───── RECORDS FOR THIS EXERCISE

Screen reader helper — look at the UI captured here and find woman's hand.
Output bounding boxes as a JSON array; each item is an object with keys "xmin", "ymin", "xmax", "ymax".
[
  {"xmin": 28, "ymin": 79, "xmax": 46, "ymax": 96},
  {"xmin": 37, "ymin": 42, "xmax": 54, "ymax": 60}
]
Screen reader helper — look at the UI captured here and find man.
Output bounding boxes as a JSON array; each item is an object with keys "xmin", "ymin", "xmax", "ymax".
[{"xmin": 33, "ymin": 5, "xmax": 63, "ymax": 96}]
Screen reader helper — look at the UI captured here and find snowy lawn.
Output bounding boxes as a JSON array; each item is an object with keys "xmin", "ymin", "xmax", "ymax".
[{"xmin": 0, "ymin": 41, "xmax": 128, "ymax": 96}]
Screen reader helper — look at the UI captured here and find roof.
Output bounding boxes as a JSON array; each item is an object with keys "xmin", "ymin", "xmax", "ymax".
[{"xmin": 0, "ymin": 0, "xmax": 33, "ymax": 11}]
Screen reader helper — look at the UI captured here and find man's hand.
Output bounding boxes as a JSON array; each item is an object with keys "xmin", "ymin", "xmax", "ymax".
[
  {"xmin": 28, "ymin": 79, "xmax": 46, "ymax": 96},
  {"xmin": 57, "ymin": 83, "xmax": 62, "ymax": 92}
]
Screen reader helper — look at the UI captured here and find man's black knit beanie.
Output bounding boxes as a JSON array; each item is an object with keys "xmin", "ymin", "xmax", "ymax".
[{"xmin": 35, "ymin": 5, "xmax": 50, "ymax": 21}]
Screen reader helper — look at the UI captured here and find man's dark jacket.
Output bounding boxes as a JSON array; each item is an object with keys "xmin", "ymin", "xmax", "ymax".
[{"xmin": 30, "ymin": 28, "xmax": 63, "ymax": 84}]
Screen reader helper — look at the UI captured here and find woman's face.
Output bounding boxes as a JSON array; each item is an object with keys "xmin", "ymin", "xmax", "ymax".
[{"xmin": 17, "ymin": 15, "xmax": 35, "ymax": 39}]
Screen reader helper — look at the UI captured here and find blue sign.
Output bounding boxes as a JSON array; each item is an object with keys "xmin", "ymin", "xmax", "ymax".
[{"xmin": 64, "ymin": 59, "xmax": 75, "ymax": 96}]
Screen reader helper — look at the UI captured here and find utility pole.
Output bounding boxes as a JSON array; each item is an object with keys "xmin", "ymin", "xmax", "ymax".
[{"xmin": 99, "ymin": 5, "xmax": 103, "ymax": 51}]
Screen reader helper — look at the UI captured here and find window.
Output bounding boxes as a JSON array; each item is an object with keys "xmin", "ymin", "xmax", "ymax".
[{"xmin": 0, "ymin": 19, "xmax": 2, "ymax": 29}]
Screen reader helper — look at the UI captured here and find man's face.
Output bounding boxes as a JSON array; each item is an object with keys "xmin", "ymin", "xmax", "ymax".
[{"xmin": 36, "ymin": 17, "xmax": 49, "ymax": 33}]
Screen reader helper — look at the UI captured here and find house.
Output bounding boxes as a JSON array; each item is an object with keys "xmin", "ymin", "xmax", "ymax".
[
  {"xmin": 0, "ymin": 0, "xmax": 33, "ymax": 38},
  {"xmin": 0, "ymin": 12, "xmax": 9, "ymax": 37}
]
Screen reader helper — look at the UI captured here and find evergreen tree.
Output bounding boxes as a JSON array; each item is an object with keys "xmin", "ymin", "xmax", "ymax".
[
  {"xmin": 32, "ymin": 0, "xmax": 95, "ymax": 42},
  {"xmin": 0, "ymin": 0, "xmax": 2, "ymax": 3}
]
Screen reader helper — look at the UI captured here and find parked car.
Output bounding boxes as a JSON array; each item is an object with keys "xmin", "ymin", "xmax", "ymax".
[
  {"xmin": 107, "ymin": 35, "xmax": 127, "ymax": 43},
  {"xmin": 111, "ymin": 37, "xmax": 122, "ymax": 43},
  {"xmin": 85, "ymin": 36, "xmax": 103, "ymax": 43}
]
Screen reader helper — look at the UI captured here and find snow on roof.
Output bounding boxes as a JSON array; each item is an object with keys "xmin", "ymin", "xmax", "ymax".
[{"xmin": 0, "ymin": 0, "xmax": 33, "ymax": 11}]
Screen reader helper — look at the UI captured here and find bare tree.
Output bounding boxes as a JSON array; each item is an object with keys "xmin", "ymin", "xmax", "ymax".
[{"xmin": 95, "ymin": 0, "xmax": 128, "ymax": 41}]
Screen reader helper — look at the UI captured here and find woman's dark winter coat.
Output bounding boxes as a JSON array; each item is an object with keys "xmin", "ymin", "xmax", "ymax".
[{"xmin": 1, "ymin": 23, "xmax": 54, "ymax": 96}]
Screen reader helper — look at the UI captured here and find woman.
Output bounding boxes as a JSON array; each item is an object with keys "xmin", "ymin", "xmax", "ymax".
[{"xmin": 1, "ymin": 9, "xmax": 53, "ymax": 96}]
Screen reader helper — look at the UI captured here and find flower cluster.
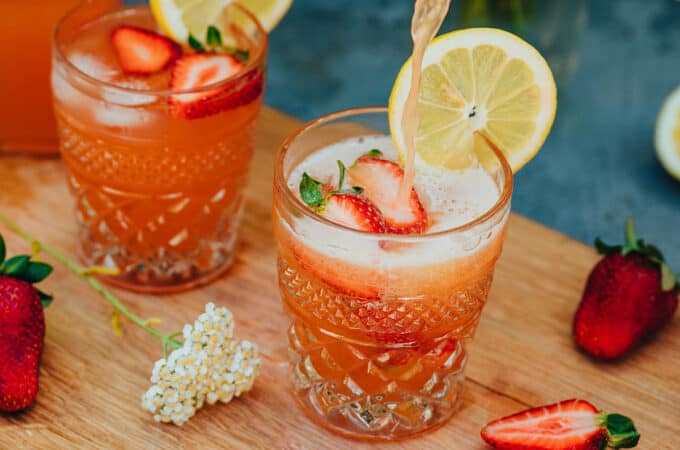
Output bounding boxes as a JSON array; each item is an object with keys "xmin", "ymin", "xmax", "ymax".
[{"xmin": 141, "ymin": 303, "xmax": 260, "ymax": 425}]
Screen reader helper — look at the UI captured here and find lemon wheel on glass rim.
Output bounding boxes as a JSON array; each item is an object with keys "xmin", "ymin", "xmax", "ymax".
[
  {"xmin": 389, "ymin": 28, "xmax": 557, "ymax": 172},
  {"xmin": 151, "ymin": 0, "xmax": 293, "ymax": 43}
]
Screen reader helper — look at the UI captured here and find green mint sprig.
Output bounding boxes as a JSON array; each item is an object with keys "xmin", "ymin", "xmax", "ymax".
[
  {"xmin": 189, "ymin": 26, "xmax": 250, "ymax": 62},
  {"xmin": 299, "ymin": 160, "xmax": 364, "ymax": 210}
]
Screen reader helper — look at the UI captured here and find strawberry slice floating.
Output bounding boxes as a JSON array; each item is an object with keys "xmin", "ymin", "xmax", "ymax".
[
  {"xmin": 481, "ymin": 399, "xmax": 640, "ymax": 450},
  {"xmin": 169, "ymin": 54, "xmax": 263, "ymax": 119},
  {"xmin": 111, "ymin": 25, "xmax": 181, "ymax": 75},
  {"xmin": 348, "ymin": 153, "xmax": 428, "ymax": 234},
  {"xmin": 322, "ymin": 193, "xmax": 386, "ymax": 233}
]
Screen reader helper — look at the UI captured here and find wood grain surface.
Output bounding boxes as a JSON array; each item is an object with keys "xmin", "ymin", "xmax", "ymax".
[{"xmin": 0, "ymin": 107, "xmax": 677, "ymax": 449}]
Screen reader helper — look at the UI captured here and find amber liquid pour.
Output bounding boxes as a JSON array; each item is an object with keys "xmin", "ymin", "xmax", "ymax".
[{"xmin": 399, "ymin": 0, "xmax": 451, "ymax": 202}]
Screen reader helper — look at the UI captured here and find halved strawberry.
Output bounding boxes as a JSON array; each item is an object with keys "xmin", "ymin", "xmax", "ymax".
[
  {"xmin": 111, "ymin": 26, "xmax": 181, "ymax": 75},
  {"xmin": 169, "ymin": 54, "xmax": 263, "ymax": 119},
  {"xmin": 348, "ymin": 154, "xmax": 428, "ymax": 234},
  {"xmin": 481, "ymin": 399, "xmax": 640, "ymax": 449},
  {"xmin": 321, "ymin": 194, "xmax": 386, "ymax": 233}
]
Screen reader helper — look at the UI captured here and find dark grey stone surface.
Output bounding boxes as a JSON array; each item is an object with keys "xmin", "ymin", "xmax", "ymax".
[{"xmin": 266, "ymin": 0, "xmax": 680, "ymax": 267}]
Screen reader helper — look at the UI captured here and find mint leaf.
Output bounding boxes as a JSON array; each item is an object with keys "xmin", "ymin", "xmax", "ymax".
[
  {"xmin": 300, "ymin": 173, "xmax": 324, "ymax": 208},
  {"xmin": 234, "ymin": 49, "xmax": 250, "ymax": 62},
  {"xmin": 2, "ymin": 255, "xmax": 30, "ymax": 276},
  {"xmin": 337, "ymin": 160, "xmax": 346, "ymax": 190},
  {"xmin": 332, "ymin": 187, "xmax": 363, "ymax": 195},
  {"xmin": 364, "ymin": 149, "xmax": 383, "ymax": 159},
  {"xmin": 188, "ymin": 34, "xmax": 205, "ymax": 52},
  {"xmin": 206, "ymin": 25, "xmax": 222, "ymax": 46},
  {"xmin": 223, "ymin": 45, "xmax": 250, "ymax": 62}
]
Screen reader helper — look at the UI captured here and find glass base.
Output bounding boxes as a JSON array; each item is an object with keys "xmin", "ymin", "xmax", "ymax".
[
  {"xmin": 292, "ymin": 374, "xmax": 464, "ymax": 441},
  {"xmin": 84, "ymin": 249, "xmax": 237, "ymax": 294},
  {"xmin": 74, "ymin": 191, "xmax": 245, "ymax": 294},
  {"xmin": 288, "ymin": 322, "xmax": 470, "ymax": 441}
]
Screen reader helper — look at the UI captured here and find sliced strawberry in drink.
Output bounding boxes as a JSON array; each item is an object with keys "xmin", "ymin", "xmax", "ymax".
[
  {"xmin": 111, "ymin": 26, "xmax": 181, "ymax": 75},
  {"xmin": 321, "ymin": 193, "xmax": 387, "ymax": 233},
  {"xmin": 348, "ymin": 156, "xmax": 428, "ymax": 234},
  {"xmin": 481, "ymin": 399, "xmax": 640, "ymax": 449},
  {"xmin": 169, "ymin": 54, "xmax": 263, "ymax": 119}
]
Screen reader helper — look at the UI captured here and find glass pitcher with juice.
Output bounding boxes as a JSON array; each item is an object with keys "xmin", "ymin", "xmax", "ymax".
[{"xmin": 0, "ymin": 0, "xmax": 120, "ymax": 155}]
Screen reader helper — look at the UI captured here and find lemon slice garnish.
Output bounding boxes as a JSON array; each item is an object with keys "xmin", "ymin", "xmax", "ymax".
[
  {"xmin": 151, "ymin": 0, "xmax": 292, "ymax": 43},
  {"xmin": 389, "ymin": 28, "xmax": 557, "ymax": 172}
]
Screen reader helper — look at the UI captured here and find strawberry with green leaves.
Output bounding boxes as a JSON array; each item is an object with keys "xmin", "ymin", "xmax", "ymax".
[
  {"xmin": 0, "ymin": 235, "xmax": 53, "ymax": 411},
  {"xmin": 481, "ymin": 399, "xmax": 640, "ymax": 449},
  {"xmin": 299, "ymin": 160, "xmax": 387, "ymax": 233},
  {"xmin": 573, "ymin": 218, "xmax": 678, "ymax": 360}
]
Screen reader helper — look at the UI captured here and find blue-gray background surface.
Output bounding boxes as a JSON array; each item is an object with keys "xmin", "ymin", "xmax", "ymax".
[{"xmin": 265, "ymin": 0, "xmax": 680, "ymax": 267}]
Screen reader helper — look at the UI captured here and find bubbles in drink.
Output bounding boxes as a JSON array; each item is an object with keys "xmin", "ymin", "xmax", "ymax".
[{"xmin": 288, "ymin": 135, "xmax": 502, "ymax": 267}]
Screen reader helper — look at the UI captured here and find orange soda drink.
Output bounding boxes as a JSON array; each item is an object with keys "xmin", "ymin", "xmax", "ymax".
[
  {"xmin": 52, "ymin": 1, "xmax": 267, "ymax": 292},
  {"xmin": 273, "ymin": 108, "xmax": 513, "ymax": 440},
  {"xmin": 0, "ymin": 0, "xmax": 119, "ymax": 155}
]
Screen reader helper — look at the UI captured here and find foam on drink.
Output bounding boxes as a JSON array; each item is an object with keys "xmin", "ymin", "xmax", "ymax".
[{"xmin": 286, "ymin": 135, "xmax": 504, "ymax": 268}]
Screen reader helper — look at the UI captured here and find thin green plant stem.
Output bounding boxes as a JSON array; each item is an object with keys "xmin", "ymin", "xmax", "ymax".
[{"xmin": 0, "ymin": 211, "xmax": 182, "ymax": 350}]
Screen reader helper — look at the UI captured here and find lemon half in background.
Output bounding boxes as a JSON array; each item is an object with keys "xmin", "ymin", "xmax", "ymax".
[{"xmin": 655, "ymin": 85, "xmax": 680, "ymax": 181}]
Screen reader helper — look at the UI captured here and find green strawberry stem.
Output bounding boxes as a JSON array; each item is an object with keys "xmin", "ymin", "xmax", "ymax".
[
  {"xmin": 0, "ymin": 211, "xmax": 182, "ymax": 352},
  {"xmin": 597, "ymin": 412, "xmax": 641, "ymax": 448},
  {"xmin": 596, "ymin": 217, "xmax": 678, "ymax": 292}
]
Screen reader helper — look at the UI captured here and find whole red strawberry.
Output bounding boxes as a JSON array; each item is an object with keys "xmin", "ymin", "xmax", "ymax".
[
  {"xmin": 0, "ymin": 235, "xmax": 53, "ymax": 411},
  {"xmin": 574, "ymin": 218, "xmax": 678, "ymax": 360}
]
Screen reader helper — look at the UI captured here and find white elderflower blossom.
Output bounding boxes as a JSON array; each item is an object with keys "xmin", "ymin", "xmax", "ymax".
[{"xmin": 141, "ymin": 303, "xmax": 261, "ymax": 425}]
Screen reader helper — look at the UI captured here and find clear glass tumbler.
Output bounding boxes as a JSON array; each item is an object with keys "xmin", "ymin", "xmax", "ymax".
[
  {"xmin": 52, "ymin": 0, "xmax": 267, "ymax": 293},
  {"xmin": 272, "ymin": 107, "xmax": 513, "ymax": 440}
]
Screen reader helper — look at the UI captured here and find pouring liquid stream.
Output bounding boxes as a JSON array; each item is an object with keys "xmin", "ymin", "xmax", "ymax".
[{"xmin": 398, "ymin": 0, "xmax": 451, "ymax": 204}]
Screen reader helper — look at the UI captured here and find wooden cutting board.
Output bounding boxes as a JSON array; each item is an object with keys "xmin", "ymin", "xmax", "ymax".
[{"xmin": 0, "ymin": 107, "xmax": 677, "ymax": 449}]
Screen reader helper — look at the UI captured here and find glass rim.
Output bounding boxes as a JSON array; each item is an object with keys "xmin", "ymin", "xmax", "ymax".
[
  {"xmin": 274, "ymin": 106, "xmax": 514, "ymax": 241},
  {"xmin": 53, "ymin": 2, "xmax": 268, "ymax": 97}
]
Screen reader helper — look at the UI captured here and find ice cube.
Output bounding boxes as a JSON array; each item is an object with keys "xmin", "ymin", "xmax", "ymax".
[
  {"xmin": 93, "ymin": 103, "xmax": 156, "ymax": 128},
  {"xmin": 101, "ymin": 79, "xmax": 159, "ymax": 106},
  {"xmin": 68, "ymin": 52, "xmax": 118, "ymax": 81},
  {"xmin": 51, "ymin": 69, "xmax": 81, "ymax": 106}
]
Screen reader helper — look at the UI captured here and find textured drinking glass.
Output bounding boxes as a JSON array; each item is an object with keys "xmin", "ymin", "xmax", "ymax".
[
  {"xmin": 52, "ymin": 1, "xmax": 267, "ymax": 293},
  {"xmin": 273, "ymin": 107, "xmax": 513, "ymax": 440}
]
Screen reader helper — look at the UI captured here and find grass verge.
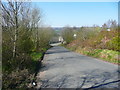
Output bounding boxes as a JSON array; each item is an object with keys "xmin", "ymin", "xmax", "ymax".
[{"xmin": 66, "ymin": 46, "xmax": 120, "ymax": 65}]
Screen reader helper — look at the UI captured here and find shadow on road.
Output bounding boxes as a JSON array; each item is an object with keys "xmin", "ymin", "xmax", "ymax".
[
  {"xmin": 45, "ymin": 50, "xmax": 70, "ymax": 54},
  {"xmin": 36, "ymin": 46, "xmax": 119, "ymax": 89},
  {"xmin": 76, "ymin": 69, "xmax": 120, "ymax": 89},
  {"xmin": 39, "ymin": 69, "xmax": 120, "ymax": 89}
]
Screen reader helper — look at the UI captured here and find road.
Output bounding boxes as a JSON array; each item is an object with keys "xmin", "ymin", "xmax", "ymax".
[{"xmin": 36, "ymin": 46, "xmax": 120, "ymax": 89}]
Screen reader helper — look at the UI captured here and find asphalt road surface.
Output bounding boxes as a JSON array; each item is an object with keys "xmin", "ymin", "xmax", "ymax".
[{"xmin": 36, "ymin": 46, "xmax": 120, "ymax": 89}]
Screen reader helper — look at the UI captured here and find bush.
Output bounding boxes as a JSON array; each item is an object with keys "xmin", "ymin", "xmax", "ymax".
[
  {"xmin": 3, "ymin": 69, "xmax": 32, "ymax": 89},
  {"xmin": 106, "ymin": 36, "xmax": 120, "ymax": 51},
  {"xmin": 65, "ymin": 21, "xmax": 120, "ymax": 64},
  {"xmin": 61, "ymin": 27, "xmax": 74, "ymax": 44},
  {"xmin": 18, "ymin": 31, "xmax": 34, "ymax": 54}
]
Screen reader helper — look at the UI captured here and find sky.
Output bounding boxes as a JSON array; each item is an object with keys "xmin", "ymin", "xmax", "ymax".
[{"xmin": 32, "ymin": 2, "xmax": 118, "ymax": 27}]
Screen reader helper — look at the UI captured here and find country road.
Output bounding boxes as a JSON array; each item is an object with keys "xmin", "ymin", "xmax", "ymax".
[{"xmin": 36, "ymin": 46, "xmax": 120, "ymax": 89}]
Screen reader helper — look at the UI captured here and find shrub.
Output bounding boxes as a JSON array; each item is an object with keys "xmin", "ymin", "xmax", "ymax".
[
  {"xmin": 106, "ymin": 36, "xmax": 120, "ymax": 51},
  {"xmin": 3, "ymin": 69, "xmax": 32, "ymax": 89},
  {"xmin": 17, "ymin": 31, "xmax": 34, "ymax": 54},
  {"xmin": 61, "ymin": 27, "xmax": 74, "ymax": 44}
]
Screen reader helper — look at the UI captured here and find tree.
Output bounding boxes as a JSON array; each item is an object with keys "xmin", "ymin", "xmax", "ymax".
[
  {"xmin": 1, "ymin": 0, "xmax": 23, "ymax": 58},
  {"xmin": 102, "ymin": 23, "xmax": 107, "ymax": 31},
  {"xmin": 38, "ymin": 27, "xmax": 54, "ymax": 49},
  {"xmin": 77, "ymin": 27, "xmax": 98, "ymax": 41},
  {"xmin": 62, "ymin": 27, "xmax": 74, "ymax": 44},
  {"xmin": 1, "ymin": 1, "xmax": 54, "ymax": 89},
  {"xmin": 30, "ymin": 8, "xmax": 42, "ymax": 51},
  {"xmin": 102, "ymin": 19, "xmax": 118, "ymax": 31}
]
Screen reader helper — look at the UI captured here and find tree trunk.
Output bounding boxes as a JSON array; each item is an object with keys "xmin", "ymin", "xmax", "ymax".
[{"xmin": 13, "ymin": 2, "xmax": 18, "ymax": 58}]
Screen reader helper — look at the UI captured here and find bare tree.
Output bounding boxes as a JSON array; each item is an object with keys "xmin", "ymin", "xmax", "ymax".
[
  {"xmin": 31, "ymin": 8, "xmax": 42, "ymax": 50},
  {"xmin": 1, "ymin": 0, "xmax": 23, "ymax": 58},
  {"xmin": 102, "ymin": 19, "xmax": 118, "ymax": 31}
]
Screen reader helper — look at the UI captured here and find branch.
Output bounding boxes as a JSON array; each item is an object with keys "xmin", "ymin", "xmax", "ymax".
[{"xmin": 1, "ymin": 2, "xmax": 15, "ymax": 25}]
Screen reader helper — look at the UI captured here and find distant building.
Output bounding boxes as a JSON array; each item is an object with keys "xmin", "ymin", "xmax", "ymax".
[
  {"xmin": 59, "ymin": 36, "xmax": 64, "ymax": 42},
  {"xmin": 107, "ymin": 29, "xmax": 110, "ymax": 31}
]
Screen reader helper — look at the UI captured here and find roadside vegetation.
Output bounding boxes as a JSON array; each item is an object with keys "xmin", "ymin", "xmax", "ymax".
[
  {"xmin": 1, "ymin": 1, "xmax": 54, "ymax": 89},
  {"xmin": 1, "ymin": 1, "xmax": 119, "ymax": 89},
  {"xmin": 62, "ymin": 20, "xmax": 120, "ymax": 65}
]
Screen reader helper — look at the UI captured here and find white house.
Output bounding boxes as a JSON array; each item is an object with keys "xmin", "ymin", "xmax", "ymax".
[
  {"xmin": 107, "ymin": 29, "xmax": 110, "ymax": 31},
  {"xmin": 59, "ymin": 36, "xmax": 64, "ymax": 42}
]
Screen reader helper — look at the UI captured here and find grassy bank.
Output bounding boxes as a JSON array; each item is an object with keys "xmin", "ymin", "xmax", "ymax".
[
  {"xmin": 66, "ymin": 46, "xmax": 120, "ymax": 65},
  {"xmin": 3, "ymin": 47, "xmax": 50, "ymax": 89}
]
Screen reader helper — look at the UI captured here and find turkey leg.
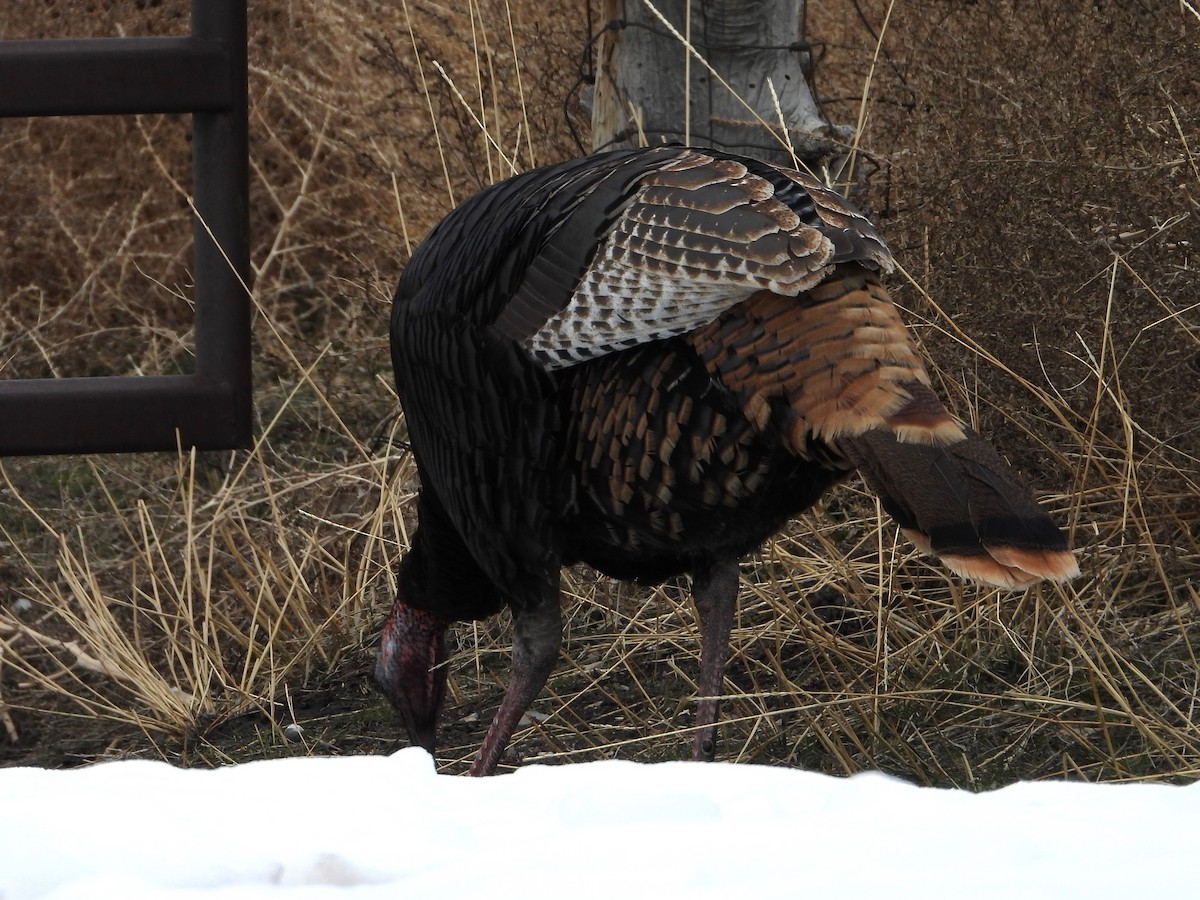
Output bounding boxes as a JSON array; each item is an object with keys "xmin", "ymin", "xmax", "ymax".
[
  {"xmin": 468, "ymin": 591, "xmax": 563, "ymax": 776},
  {"xmin": 691, "ymin": 559, "xmax": 740, "ymax": 762}
]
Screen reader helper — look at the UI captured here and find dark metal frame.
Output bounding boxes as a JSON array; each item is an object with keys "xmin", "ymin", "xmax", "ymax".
[{"xmin": 0, "ymin": 1, "xmax": 250, "ymax": 454}]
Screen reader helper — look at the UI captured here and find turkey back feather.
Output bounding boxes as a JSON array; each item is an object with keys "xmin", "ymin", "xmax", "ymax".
[{"xmin": 502, "ymin": 149, "xmax": 891, "ymax": 370}]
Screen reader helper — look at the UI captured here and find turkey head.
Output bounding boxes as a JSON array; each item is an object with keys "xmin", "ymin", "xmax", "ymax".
[{"xmin": 375, "ymin": 598, "xmax": 450, "ymax": 754}]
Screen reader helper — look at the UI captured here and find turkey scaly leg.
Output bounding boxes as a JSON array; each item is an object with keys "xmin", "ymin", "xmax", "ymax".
[
  {"xmin": 691, "ymin": 559, "xmax": 740, "ymax": 762},
  {"xmin": 468, "ymin": 589, "xmax": 562, "ymax": 776}
]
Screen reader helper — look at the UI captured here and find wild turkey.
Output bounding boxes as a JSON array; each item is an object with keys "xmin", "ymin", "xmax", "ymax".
[{"xmin": 375, "ymin": 146, "xmax": 1078, "ymax": 776}]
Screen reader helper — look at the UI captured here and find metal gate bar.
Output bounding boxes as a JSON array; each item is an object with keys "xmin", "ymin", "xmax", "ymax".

──────────

Using the records above, copy each line that contains "glass".

* EXPECTED OUTPUT
Screen reader helper — look at the UI captured here and find lemon wheel on glass rim.
Screen reader helper — look at the UI captured here and find glass base.
Screen reader helper — look at the UI captured here and find glass pitcher with juice.
Screen reader helper — look at the UI captured here and find clear glass tumbler.
Screen reader helper — look at the UI captured here and find glass rim.
Screen reader helper — look at the UI captured here and find textured drinking glass.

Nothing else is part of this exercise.